Text for analysis:
BEGIN

That festive feeling

Christmas is a funny old time really.

There is this innate habit we find ourselves looking back on the year or reflecting back to past Christmas times.

A year ago we were petrified of the future, 2 years ago I was 12 weeks pregnant with twins, 5 years ago we had no kids, 10 years ago we were young and carefree at the pub with our mates and couldn’t of ever imagined what a beautiful life we would share together.

For many parents of disabled children it can be a very emotional time at Christmas.

Looking back on another year of hospital visits, services provided to us, equipment, medicine changes, diagnosis, but also be a very uplifting time of reflection, new milestones, new found confidence of parenting, strengths found within ourselves that we never knew were there and friendships that have blossomed out of difficult times!

This year has presented us with its own set of challenges.

The dreaded covid-19 sent us all into hiding, with many of us still looking out of our periscope lying low on the radar whilst the rest of society return to normal whatever that means these days.

The freezing of the lifelines of care and support provided by health and social care really tested our community but I think we have shown ourselves what we are capable of and how much our kids really thrive on our first class input.

Most services have rightfully started to resume and everyone has welcomed them back, lagged in PPE none the less.

I am sure no doubt we will laugh about this in 10 years’ time at Christmas.

I have spent the evening looking back at photos from a year ago pinching myself at how far we have come.

How much more we know about early intervention, how our girls have shown so much resilience and how we naively knew nothing about the pandemic that was going to show up in 2020 and turn our lives upside down.

Tele-therapy has exploded and at the touch of the button I can get world class input from another continent on a different time zone.

Of course there has been some hard times and frank conversations, but we can’t get hung up on the low points it only takes away from the magic achievements.

I do wish however Santa had left me a pile of shares in zoom under the tree last year or a pile of face masks and hand sanitizer.

I can’t imagine what next Christmas will look like; I hope our house is still full of love and laughter, with an even bigger tree and some tyrant toddlers in standers and adapted seats ripping the tree baubles off and eating chocolate until we all feel sick.

Hopefully with coronavirus just another distant memory.

END

(Records excerpted from a collection)
BEGIN

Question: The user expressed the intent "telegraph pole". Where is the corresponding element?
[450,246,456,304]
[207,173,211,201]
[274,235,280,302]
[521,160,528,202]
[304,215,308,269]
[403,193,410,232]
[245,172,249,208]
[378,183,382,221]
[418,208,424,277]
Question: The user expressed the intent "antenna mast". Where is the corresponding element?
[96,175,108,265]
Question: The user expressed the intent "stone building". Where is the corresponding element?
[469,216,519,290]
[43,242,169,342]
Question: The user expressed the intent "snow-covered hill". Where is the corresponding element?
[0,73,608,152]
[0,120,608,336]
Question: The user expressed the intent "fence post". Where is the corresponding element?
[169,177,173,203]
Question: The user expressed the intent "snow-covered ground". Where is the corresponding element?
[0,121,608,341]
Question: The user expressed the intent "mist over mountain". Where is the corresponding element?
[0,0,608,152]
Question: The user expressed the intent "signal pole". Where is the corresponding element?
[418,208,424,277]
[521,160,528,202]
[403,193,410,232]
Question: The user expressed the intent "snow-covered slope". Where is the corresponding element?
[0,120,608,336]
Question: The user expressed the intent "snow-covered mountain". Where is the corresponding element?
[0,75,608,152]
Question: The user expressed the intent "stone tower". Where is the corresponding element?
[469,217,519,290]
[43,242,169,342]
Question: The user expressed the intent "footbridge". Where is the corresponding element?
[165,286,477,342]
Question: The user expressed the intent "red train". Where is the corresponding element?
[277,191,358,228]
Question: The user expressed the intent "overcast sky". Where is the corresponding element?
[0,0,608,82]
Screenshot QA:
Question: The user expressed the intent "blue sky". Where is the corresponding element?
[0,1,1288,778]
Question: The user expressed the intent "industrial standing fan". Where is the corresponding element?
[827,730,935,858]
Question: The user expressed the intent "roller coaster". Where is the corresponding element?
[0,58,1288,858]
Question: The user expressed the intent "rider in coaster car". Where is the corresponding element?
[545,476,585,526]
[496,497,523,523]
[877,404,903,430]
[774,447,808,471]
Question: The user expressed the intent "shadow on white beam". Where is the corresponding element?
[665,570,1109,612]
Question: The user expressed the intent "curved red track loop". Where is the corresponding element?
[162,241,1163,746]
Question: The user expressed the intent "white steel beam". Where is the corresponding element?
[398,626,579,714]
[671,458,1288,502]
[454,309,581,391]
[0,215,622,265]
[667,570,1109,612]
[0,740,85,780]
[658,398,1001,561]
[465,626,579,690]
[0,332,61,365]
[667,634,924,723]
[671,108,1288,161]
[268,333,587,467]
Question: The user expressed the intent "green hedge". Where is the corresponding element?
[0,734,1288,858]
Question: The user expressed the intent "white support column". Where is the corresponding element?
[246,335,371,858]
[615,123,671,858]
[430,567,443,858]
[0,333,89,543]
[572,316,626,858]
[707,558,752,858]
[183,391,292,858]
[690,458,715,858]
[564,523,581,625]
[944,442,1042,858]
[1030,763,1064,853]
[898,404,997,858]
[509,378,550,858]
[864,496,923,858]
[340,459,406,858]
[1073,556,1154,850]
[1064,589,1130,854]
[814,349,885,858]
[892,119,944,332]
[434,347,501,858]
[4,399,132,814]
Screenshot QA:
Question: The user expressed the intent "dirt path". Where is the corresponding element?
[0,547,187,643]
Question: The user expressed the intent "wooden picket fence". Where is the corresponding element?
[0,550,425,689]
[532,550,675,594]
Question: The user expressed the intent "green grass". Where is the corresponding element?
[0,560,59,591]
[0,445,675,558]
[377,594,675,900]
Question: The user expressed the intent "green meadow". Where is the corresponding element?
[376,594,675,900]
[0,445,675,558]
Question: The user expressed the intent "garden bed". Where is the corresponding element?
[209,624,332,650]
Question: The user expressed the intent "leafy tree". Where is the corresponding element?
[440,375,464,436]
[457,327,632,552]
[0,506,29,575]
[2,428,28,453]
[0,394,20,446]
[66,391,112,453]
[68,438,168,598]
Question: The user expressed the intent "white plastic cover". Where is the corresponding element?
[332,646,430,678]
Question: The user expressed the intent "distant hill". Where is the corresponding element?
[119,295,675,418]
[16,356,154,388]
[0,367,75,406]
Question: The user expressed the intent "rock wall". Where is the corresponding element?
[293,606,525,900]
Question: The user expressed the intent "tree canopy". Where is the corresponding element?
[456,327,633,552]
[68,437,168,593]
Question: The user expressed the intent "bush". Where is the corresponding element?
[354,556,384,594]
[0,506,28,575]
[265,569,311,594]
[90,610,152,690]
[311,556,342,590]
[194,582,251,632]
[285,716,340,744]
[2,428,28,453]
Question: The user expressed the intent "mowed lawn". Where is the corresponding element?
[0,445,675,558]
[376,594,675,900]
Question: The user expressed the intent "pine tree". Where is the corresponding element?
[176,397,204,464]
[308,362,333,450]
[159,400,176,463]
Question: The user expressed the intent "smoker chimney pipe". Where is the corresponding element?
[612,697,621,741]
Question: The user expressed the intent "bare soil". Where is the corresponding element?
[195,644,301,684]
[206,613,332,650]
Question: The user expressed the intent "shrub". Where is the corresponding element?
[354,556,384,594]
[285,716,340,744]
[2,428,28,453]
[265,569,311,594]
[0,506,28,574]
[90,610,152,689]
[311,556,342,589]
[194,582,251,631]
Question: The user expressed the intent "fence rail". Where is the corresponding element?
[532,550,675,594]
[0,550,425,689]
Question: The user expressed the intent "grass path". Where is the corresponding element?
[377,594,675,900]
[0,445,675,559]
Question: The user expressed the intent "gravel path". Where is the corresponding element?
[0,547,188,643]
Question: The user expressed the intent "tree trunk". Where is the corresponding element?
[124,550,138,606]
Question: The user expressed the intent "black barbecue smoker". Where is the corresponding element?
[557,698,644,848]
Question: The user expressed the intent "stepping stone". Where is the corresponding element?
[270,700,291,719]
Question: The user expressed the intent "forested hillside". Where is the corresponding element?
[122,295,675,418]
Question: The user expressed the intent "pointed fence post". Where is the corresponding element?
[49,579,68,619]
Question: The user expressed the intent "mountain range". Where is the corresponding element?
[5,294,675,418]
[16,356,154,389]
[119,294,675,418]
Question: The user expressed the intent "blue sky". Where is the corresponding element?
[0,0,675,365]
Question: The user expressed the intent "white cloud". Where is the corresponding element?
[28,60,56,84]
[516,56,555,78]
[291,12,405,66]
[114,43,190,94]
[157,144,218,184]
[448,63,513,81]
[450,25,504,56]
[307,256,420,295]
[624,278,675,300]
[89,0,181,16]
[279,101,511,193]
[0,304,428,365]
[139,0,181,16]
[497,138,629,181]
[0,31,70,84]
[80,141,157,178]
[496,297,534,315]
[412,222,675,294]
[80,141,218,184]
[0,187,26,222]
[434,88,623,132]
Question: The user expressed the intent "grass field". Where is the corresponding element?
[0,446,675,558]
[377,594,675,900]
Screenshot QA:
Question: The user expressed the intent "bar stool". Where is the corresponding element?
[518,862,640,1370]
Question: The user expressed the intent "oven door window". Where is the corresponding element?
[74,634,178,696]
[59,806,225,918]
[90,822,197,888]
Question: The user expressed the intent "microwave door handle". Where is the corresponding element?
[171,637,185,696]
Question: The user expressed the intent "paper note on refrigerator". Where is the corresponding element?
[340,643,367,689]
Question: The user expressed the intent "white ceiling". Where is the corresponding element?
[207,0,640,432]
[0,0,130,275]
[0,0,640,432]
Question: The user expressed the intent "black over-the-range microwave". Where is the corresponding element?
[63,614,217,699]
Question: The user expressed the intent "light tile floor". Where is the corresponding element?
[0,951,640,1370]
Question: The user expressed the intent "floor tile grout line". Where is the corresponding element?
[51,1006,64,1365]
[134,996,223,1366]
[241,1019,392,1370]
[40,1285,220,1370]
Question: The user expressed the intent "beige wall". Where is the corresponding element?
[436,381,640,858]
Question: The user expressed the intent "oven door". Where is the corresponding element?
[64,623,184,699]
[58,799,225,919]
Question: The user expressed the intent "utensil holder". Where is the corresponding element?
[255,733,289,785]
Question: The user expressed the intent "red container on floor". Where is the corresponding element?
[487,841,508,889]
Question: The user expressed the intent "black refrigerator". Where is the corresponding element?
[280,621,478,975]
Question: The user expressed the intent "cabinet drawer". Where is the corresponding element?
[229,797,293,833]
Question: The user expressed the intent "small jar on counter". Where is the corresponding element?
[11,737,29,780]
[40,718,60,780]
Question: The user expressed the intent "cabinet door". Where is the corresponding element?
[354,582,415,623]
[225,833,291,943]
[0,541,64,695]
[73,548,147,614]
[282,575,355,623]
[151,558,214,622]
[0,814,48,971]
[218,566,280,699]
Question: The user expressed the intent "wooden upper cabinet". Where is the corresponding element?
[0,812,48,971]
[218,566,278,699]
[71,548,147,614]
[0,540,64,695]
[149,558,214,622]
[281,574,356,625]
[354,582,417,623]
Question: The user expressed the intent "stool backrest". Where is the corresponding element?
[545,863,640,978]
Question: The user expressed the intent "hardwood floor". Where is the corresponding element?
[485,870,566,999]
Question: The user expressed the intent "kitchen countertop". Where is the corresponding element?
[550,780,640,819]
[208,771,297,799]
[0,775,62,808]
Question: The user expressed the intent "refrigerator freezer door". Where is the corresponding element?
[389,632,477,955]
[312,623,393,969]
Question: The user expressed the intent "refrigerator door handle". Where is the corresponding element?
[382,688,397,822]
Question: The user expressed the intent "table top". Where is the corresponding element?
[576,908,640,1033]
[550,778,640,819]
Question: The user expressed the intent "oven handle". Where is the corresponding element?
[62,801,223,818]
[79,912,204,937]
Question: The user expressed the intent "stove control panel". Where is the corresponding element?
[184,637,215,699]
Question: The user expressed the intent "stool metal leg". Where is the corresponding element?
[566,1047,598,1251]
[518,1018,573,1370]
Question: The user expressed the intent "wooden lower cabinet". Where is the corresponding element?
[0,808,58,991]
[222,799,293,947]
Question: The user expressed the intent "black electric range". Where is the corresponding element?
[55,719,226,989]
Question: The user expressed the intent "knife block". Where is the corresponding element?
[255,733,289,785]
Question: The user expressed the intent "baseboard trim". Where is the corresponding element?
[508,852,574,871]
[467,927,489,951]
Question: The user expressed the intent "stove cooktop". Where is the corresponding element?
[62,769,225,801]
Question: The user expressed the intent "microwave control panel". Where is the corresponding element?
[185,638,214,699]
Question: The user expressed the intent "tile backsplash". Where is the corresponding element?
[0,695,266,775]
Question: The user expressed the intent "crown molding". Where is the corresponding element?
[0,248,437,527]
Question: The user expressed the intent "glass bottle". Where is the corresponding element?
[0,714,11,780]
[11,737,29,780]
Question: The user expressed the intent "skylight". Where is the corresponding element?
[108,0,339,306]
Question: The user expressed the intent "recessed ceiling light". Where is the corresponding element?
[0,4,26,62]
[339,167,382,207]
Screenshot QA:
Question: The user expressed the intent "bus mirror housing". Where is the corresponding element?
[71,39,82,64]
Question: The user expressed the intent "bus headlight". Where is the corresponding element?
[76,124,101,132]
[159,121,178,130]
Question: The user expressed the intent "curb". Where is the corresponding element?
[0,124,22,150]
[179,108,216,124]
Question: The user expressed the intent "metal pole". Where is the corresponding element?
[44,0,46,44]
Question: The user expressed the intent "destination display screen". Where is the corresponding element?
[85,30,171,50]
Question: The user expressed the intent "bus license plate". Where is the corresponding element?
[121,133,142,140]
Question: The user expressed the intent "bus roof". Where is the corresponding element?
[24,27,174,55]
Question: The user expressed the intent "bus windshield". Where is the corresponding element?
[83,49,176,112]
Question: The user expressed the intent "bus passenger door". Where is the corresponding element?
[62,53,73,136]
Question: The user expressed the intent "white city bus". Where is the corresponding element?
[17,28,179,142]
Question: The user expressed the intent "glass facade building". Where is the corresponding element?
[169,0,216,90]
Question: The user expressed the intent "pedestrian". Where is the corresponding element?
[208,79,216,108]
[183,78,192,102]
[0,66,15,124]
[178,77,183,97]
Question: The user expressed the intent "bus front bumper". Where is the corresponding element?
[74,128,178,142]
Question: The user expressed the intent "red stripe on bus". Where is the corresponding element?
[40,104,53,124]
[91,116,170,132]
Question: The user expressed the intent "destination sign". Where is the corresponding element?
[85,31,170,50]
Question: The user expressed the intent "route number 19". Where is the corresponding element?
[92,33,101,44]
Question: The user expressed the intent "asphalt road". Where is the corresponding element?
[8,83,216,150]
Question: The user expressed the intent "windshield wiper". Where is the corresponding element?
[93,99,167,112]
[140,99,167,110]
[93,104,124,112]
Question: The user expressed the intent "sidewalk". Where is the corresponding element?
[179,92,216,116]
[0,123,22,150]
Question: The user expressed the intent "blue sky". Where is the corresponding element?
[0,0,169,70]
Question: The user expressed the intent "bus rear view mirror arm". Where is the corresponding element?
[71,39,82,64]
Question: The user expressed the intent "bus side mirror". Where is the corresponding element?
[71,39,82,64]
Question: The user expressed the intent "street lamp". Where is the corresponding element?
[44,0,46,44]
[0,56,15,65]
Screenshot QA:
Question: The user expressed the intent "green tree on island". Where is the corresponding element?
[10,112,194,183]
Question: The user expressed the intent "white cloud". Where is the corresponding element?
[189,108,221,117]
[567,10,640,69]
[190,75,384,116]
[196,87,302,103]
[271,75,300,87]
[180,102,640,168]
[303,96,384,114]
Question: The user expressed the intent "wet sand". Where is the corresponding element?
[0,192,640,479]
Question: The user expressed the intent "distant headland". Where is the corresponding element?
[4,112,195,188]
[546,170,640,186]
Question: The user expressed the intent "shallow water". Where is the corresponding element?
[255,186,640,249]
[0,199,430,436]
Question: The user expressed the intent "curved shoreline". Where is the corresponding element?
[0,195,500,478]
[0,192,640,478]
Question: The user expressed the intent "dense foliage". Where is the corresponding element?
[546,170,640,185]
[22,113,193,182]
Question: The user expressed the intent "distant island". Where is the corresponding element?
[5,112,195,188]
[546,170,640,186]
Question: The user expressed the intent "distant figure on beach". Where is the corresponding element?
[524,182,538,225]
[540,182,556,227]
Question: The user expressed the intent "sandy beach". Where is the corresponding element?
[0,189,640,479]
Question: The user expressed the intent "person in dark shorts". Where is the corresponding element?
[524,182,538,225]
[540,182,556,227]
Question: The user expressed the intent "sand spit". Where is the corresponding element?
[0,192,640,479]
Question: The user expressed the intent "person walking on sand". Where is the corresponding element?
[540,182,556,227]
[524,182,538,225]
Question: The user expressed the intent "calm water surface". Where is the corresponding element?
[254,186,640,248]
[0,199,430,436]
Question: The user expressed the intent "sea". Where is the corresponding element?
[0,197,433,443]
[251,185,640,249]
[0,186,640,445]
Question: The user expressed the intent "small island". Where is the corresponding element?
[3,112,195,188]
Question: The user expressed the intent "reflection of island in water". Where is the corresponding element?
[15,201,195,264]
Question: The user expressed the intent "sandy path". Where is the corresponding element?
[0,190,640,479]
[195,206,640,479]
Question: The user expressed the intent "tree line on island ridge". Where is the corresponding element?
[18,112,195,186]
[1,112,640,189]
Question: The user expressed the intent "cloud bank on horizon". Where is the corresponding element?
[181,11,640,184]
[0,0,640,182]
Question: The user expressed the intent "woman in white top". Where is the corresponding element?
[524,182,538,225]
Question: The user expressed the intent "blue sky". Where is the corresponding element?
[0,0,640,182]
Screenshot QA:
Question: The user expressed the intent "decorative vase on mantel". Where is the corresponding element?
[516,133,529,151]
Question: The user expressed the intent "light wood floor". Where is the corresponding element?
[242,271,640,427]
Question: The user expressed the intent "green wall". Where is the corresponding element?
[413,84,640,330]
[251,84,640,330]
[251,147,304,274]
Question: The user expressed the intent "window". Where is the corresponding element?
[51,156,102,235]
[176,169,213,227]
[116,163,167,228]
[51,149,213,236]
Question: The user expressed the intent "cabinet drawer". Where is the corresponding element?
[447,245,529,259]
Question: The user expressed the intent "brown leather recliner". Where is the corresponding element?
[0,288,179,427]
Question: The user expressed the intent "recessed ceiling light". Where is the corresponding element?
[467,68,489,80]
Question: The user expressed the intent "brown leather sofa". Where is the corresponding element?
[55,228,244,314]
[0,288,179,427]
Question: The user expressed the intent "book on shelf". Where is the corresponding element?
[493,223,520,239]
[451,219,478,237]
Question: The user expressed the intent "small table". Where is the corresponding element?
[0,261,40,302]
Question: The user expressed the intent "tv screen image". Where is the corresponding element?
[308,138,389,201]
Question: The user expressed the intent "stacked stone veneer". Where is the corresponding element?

END

Exercises:
1. Answer these questions from the Christmas text.
(a) Two years ago, how many weeks pregnant was the writer, and with what?
(b) What does the writer wish Santa had left under the tree last year?
(c) What does the writer hope the house will still be full of next Christmas?
2. Do these statements agree with the Christmas text? Answer yes or no for each and quote the words that decide it.
(a) Five years ago the writer had no kids.
(b) Most services are still on hold.
(c) Tele-therapy lets the writer get input from another continent.

Solutions for each task:
1.
(a) 12 weeks pregnant, with twins.
(b) A pile of shares in zoom, or a pile of face masks and hand sanitizer.
(c) Love and laughter.

2.
(a) Yes: "5 years ago we had no kids"
(b) No: "Most services have rightfully started to resume"
(c) Yes: "at the touch of the button I can get world class input from another continent on a different time zone"